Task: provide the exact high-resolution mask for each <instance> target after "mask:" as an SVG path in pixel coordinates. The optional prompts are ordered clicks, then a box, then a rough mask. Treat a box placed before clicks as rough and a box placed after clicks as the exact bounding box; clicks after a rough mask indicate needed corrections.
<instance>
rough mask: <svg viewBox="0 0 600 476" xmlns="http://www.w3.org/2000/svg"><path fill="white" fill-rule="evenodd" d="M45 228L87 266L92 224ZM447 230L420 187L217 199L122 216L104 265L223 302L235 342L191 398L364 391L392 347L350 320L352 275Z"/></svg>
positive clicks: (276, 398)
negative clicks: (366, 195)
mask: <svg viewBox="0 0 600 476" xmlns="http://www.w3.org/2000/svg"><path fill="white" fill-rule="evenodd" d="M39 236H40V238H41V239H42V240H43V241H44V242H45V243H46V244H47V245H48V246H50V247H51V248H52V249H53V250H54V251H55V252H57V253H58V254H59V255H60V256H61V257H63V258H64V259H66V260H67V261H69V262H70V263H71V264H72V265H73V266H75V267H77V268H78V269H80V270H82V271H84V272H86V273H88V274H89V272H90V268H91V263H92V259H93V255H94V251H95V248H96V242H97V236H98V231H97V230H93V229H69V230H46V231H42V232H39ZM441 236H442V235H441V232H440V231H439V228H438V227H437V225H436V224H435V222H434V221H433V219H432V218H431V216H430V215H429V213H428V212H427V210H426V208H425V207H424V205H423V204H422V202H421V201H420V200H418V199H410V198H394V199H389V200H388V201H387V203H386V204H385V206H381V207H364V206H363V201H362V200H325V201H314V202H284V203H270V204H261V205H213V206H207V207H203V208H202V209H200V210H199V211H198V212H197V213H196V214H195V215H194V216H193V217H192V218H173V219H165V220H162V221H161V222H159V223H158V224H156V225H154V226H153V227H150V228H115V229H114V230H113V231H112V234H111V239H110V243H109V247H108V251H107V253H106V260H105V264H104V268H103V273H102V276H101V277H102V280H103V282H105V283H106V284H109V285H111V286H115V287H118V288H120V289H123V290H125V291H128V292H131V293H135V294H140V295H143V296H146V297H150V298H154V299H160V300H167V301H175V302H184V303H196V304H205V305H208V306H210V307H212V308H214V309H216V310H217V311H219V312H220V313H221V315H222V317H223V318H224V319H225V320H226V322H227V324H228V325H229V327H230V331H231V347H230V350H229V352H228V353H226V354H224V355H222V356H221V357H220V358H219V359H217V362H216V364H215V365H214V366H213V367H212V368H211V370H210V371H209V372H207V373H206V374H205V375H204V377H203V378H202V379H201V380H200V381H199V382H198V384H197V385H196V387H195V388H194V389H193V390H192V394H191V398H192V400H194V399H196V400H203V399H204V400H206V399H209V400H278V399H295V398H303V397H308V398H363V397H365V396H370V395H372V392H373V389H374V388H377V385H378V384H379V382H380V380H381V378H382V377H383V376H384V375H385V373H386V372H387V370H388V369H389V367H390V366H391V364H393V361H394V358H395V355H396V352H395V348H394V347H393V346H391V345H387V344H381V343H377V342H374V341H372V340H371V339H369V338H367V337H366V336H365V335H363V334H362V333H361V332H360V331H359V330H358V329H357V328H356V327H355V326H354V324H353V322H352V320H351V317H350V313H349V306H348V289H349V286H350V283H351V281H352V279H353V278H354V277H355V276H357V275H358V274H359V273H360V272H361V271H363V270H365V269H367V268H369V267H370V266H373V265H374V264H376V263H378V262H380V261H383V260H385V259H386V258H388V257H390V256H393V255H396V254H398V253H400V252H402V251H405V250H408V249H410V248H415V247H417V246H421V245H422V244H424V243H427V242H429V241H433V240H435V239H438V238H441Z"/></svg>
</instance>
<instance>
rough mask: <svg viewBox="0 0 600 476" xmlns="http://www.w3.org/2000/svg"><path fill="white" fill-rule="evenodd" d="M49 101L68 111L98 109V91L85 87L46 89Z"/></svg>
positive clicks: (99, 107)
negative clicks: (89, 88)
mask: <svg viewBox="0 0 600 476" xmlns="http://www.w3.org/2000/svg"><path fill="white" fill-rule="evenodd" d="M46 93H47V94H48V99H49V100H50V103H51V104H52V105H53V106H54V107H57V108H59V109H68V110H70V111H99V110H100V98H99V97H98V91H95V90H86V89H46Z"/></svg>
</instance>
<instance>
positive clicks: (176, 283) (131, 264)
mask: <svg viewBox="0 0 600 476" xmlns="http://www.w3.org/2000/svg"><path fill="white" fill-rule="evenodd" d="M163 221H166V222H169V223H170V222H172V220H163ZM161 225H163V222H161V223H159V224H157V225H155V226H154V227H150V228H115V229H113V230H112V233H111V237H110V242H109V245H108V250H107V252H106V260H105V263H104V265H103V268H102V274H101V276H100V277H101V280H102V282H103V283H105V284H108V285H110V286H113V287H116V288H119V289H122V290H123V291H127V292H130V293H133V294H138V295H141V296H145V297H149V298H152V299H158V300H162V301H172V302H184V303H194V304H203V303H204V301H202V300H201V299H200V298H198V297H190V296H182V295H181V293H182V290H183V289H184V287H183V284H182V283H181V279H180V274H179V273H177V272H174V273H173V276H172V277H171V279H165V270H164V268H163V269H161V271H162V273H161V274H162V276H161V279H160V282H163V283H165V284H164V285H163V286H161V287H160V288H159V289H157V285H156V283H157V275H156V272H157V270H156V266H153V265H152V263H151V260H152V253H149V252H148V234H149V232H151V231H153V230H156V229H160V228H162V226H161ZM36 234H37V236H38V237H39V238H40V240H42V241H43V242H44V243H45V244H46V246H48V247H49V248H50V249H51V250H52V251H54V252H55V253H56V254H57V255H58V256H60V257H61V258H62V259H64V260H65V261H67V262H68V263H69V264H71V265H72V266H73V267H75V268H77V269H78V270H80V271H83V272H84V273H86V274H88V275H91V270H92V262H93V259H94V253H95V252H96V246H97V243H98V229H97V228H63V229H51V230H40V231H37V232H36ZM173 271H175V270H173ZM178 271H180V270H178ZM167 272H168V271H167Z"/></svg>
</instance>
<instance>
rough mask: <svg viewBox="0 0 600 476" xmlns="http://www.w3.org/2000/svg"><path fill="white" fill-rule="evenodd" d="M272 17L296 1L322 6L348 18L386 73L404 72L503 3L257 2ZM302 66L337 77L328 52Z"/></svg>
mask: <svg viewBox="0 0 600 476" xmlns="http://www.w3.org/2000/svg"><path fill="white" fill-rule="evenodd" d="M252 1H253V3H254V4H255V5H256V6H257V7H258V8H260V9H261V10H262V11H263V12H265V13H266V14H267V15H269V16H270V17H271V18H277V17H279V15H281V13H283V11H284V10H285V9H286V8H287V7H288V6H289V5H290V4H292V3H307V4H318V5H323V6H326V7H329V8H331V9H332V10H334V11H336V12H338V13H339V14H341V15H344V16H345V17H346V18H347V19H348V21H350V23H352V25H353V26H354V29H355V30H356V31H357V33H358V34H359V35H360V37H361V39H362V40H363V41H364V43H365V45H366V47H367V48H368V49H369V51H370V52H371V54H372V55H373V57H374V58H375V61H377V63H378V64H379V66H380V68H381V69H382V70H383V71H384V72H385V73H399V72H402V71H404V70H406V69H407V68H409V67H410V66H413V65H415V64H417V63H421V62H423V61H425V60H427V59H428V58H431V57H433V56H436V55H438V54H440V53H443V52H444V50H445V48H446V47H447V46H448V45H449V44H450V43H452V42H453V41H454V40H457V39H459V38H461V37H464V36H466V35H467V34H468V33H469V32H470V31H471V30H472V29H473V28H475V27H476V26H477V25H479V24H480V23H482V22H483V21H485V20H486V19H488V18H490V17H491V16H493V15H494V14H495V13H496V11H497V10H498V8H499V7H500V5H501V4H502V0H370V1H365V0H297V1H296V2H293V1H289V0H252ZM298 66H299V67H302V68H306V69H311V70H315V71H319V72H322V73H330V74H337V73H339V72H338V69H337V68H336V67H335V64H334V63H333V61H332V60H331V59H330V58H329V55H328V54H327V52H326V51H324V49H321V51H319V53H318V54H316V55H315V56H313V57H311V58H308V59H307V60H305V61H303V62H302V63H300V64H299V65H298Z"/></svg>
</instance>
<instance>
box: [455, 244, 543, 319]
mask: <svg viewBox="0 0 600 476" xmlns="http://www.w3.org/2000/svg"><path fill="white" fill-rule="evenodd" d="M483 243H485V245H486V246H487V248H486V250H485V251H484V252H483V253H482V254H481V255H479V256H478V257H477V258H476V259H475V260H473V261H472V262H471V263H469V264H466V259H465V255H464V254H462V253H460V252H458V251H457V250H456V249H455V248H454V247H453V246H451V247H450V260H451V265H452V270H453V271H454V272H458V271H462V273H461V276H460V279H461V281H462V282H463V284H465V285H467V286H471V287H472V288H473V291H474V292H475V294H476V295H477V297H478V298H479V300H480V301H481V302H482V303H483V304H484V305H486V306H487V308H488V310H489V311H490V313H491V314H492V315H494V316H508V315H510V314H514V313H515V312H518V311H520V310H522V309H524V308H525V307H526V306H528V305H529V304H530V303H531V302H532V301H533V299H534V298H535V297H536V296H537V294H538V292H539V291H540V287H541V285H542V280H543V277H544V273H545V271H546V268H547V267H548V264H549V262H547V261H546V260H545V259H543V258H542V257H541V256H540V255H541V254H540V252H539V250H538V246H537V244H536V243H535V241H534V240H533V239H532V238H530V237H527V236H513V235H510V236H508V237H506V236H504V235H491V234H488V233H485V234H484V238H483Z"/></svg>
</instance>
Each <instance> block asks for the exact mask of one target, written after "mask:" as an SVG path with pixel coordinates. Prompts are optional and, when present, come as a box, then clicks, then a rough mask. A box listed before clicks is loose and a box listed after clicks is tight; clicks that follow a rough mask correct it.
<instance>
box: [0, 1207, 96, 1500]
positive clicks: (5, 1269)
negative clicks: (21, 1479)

WHAT YOU HAVE TO DO: Your answer should be a single number: how many lines in the data above include "pixel"?

SOLUTION BELOW: 2